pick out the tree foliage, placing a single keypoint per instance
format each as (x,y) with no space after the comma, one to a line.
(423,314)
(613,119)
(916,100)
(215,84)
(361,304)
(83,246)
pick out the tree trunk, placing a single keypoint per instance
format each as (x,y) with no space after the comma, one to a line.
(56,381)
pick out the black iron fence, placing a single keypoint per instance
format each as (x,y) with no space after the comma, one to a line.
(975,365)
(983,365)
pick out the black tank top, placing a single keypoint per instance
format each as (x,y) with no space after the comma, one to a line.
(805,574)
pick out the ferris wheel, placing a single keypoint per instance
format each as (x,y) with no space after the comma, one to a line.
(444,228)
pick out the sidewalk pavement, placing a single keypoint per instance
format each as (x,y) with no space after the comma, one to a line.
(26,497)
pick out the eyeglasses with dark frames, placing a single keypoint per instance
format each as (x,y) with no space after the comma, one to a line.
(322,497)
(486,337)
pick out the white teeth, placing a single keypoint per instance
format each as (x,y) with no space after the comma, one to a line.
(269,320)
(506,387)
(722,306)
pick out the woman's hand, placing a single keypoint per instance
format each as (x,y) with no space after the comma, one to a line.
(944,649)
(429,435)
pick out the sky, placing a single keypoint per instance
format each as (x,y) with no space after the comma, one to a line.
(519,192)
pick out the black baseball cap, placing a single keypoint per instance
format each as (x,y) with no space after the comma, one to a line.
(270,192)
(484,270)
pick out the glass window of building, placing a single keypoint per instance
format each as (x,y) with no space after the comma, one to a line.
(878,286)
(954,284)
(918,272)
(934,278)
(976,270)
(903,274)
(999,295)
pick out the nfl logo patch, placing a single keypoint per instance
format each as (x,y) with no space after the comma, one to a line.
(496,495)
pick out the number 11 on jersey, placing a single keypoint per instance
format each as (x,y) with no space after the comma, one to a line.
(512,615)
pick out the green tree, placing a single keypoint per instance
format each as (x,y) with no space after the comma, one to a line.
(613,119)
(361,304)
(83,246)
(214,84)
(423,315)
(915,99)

==

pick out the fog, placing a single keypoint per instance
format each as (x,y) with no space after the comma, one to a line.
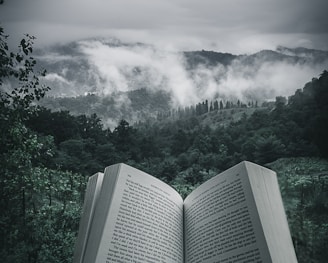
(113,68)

--

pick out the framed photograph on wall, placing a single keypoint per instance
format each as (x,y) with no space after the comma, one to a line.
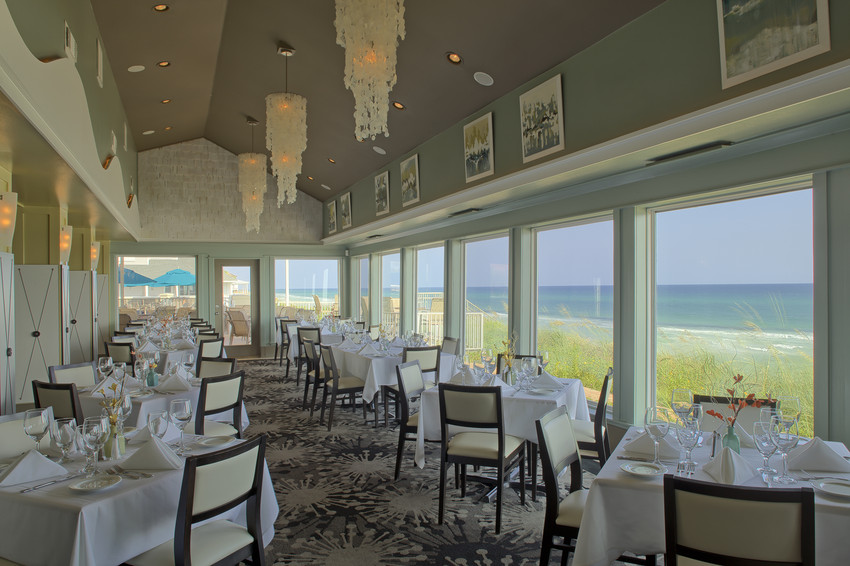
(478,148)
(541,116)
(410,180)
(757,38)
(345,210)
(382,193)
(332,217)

• [Your objective]:
Find the word "tree" in the records. Copy every line it appears in.

• [Expected answer]:
pick out the tree foliage, placing a single keypoint per instance
pick out the tree trunk, placing a single keypoint per instance
pick out the green tree, placing a single keypoint per instance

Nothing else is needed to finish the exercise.